# TEXTE EXTRAIT
•••

18 Août 2011, Paris art.com
Dominique De Beir, 20 août 2011
Perforer, frapper, griffer, éplucher, brûler, retourner, tels sont les gestes que Dominique De Beir expérimente pour meurtrir ses supports et leur donner de l'épaisseur. En jouant de la lumière, elle produit des effets délicats qui donnent à ses oeuvres des allures de constellations.
Elisa Fedeli
Vous exposez actuellement au Louvre une oeuvre monumentale et in situ.
Dominique De Beir
Lorsque les deux commissaires d'exposition m'ont passé commande d'une oeuvre in situ, j'ai aussitôt pensé qu'intervenir dans la salle d'exposition elle-même était superflu, vus le nombre de dessins présentés et leur contexte extrêmement intime. J'ai donc pris le parti d'intervenir dès l'entrée pour prolonger l'exposition à l'extérieur.
A l'entrée, le regard est capté par les immenses fenêtres donnant sur la Cour Carrée. Je voulais opérer une coupe du réel, un passage d'un champ très net à une vue brouillée, en obstruant une des fenêtres par un papier blanc ajouré qui arrive ici comme une sorte de filtre transitoire.
Le titre, Le blanc, c'est la nuit, est extrait du texte que Dominique Cordellier, un des commissaires de l'exposition, a écrit dans le catalogue sur mon intervention. Je l'ai choisi pour nommer cette pièce car cette idée que les piqûres dans le papier donnent à voir l'envers et constellent le recto me semble essentielle.
Elisa Fedeli
Qu'est-ce qui a motivé le choix du papier?

•••

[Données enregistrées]
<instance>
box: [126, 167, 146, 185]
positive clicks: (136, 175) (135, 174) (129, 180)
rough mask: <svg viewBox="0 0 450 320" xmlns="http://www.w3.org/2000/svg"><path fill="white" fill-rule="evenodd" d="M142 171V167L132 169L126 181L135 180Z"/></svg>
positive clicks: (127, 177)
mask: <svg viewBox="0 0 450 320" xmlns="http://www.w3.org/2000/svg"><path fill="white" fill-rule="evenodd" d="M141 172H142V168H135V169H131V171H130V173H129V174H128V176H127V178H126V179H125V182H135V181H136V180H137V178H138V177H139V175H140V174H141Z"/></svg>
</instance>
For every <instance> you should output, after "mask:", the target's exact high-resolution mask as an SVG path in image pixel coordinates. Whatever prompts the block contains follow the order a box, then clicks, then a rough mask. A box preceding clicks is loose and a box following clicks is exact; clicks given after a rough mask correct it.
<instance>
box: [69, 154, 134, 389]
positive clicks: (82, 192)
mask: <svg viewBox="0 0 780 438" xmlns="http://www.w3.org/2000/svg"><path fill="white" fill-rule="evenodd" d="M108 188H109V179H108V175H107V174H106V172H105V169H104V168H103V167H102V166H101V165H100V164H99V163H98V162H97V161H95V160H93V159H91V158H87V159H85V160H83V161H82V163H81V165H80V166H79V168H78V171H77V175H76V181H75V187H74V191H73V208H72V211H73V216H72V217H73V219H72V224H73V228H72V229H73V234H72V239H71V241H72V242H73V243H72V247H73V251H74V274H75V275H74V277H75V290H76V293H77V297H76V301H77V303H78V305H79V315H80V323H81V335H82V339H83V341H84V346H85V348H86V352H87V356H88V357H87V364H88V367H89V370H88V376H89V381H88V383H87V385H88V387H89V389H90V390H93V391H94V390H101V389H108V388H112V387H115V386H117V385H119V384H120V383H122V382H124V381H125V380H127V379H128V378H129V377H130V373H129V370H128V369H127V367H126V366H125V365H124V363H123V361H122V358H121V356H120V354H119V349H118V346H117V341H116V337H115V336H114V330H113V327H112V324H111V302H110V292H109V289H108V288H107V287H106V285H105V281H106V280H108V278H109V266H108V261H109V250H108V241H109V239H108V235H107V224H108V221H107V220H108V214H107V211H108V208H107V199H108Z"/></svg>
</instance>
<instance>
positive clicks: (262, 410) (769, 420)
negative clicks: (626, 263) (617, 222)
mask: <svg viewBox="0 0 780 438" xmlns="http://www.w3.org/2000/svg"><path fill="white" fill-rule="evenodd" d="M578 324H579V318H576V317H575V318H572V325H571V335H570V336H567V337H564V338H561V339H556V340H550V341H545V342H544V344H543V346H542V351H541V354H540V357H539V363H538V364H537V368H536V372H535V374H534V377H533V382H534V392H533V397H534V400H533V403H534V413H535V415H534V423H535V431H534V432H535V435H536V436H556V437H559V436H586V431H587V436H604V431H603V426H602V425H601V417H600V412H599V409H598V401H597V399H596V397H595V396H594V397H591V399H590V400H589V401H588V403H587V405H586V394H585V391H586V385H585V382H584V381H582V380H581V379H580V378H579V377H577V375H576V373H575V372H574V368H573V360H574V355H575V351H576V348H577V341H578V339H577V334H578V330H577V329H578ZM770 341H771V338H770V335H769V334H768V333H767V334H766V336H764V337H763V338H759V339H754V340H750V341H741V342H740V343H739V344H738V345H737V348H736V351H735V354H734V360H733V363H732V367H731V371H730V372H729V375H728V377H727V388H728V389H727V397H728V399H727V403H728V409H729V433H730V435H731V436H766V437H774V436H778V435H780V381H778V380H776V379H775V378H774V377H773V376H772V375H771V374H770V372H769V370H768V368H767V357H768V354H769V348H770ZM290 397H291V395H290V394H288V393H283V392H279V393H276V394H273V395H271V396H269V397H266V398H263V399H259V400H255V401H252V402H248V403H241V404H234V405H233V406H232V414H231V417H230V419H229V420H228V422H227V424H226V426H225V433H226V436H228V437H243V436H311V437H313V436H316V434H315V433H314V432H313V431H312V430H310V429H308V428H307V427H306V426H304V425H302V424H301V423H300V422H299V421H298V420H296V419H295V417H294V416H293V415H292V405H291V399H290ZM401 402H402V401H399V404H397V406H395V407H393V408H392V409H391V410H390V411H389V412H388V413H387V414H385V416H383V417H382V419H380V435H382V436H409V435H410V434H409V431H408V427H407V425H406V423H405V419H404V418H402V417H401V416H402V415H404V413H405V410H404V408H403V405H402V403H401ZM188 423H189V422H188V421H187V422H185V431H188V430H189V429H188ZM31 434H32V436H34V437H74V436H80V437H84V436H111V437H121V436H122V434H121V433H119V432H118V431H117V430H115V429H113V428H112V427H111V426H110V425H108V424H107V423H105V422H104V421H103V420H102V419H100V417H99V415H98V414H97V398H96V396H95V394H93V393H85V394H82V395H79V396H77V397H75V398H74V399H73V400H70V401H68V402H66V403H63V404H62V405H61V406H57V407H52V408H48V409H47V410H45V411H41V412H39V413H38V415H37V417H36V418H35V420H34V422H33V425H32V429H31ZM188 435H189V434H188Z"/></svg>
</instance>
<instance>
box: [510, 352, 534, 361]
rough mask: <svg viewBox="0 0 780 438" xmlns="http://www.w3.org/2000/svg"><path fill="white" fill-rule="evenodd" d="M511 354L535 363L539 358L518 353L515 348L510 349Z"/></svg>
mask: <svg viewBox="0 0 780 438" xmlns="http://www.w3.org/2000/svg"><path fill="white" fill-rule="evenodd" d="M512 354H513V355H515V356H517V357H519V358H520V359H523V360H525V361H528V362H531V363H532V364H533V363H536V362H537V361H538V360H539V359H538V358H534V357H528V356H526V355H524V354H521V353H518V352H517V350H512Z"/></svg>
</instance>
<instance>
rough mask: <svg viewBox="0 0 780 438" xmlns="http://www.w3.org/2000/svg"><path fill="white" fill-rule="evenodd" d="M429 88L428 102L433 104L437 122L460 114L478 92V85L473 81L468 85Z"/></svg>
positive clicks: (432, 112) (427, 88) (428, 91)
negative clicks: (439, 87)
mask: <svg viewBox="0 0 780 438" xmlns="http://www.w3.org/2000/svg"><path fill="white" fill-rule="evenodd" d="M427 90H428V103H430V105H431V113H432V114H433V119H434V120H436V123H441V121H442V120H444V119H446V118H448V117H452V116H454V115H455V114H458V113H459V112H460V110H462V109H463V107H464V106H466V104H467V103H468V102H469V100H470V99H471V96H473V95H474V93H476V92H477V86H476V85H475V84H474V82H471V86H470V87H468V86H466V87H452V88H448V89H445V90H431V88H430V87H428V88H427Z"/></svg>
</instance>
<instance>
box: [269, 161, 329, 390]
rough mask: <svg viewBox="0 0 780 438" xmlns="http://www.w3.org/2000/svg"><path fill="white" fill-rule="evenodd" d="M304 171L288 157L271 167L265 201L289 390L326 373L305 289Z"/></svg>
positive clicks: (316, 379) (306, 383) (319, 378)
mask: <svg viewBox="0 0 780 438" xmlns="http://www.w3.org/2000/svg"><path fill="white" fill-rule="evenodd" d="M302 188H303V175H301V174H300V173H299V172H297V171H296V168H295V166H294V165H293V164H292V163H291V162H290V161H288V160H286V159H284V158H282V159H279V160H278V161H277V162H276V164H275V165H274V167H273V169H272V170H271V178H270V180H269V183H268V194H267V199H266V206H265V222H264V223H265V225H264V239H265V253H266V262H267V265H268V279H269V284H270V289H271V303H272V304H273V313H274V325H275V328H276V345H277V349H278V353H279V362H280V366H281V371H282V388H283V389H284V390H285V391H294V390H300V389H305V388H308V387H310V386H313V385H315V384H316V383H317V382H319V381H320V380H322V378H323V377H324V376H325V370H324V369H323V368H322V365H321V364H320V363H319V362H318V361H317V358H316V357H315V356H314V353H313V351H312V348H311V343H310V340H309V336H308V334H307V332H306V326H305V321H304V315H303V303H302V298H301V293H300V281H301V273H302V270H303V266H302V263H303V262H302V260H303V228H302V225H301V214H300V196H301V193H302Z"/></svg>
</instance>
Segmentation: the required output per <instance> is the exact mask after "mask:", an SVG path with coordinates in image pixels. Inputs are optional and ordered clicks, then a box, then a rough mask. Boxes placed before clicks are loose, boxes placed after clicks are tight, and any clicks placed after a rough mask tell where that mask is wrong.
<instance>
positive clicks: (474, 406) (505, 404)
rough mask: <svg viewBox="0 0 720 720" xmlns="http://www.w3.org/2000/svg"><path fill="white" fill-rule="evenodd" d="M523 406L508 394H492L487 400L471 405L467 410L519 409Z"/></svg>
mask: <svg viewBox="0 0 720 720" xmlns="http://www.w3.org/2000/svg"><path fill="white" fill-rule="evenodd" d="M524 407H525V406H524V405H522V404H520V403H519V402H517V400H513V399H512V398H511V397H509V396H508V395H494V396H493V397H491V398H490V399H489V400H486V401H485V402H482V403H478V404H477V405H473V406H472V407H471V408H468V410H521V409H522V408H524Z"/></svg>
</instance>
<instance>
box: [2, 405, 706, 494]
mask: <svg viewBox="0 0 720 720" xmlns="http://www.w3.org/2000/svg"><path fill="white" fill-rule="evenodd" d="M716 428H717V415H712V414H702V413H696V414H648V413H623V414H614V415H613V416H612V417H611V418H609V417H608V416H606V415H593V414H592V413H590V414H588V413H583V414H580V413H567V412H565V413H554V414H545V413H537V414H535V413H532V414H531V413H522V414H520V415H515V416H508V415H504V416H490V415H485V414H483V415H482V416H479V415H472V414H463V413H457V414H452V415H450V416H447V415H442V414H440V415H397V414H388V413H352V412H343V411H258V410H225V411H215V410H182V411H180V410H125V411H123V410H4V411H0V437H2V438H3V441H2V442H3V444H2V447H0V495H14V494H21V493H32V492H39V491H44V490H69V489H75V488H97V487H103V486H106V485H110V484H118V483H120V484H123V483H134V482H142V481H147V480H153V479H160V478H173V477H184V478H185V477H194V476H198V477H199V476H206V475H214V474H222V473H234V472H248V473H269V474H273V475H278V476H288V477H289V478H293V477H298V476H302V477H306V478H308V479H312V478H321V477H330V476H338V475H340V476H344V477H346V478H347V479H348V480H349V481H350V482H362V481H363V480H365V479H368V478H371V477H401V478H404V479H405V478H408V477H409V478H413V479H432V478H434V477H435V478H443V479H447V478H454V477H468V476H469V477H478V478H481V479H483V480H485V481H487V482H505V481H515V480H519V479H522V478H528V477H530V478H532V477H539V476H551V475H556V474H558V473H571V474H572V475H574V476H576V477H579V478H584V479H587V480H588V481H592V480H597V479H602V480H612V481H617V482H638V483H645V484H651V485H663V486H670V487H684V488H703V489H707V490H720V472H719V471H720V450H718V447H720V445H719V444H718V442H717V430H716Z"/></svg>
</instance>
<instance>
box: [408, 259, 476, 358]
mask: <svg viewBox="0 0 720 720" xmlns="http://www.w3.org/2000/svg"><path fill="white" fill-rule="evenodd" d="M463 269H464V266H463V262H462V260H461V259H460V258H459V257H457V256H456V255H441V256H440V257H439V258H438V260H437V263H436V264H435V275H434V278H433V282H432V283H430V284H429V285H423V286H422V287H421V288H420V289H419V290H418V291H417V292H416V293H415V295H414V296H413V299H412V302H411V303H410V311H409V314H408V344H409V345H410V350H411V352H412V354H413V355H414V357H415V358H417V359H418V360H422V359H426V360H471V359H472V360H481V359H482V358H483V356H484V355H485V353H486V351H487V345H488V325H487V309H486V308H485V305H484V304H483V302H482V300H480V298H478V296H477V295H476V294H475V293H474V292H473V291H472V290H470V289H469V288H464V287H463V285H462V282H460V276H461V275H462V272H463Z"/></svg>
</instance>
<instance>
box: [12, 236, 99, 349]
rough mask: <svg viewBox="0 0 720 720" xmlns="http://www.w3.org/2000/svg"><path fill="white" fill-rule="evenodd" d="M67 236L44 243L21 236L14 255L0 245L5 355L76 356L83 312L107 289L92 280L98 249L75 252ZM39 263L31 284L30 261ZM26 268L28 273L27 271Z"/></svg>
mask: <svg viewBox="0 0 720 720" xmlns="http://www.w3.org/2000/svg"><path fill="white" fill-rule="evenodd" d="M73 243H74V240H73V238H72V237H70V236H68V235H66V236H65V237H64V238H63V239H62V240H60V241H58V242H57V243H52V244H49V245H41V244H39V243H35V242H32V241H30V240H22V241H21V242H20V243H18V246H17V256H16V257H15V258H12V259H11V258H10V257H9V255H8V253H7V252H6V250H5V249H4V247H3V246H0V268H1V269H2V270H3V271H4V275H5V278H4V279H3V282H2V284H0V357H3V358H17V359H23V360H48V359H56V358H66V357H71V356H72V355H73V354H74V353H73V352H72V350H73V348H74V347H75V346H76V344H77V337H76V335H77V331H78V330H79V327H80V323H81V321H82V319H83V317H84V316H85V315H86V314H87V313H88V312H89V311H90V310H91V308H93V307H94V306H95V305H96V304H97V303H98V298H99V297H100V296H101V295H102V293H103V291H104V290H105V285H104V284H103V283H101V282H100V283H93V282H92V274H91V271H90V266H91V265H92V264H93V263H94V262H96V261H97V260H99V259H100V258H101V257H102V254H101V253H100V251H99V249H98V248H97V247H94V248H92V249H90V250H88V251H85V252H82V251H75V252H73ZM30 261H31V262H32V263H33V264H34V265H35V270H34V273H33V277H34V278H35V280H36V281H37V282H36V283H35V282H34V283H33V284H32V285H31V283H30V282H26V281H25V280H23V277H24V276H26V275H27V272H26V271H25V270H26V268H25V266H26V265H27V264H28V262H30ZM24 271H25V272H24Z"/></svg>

•••

# CONSIGNE
Pour chacune des affirmations suivantes, indiquez par oui ou par non si elle concorde avec l'entretien avec Dominique De Beir, en citant à l'identique les mots du texte qui tranchent : (a) l'œuvre a été commandée par les deux commissaires de l'exposition ; (b) l'artiste a choisi d'intervenir à l'intérieur de la salle d'exposition ; (c) le titre de la pièce est une invention de l'artiste. Les lignes proviennent d'une autre source que le texte.

# RÉSULTAT ATTENDU
(a) Oui : « Lorsque les deux commissaires d'exposition m'ont passé commande d'une oeuvre in situ ».
(b) Non : « J'ai donc pris le parti d'intervenir dès l'entrée pour prolonger l'exposition à l'extérieur. »
(c) Non : « Le titre, Le blanc, c'est la nuit, est extrait du texte que Dominique Cordellier, un des commissaires de l'exposition, a écrit dans le catalogue sur mon intervention. »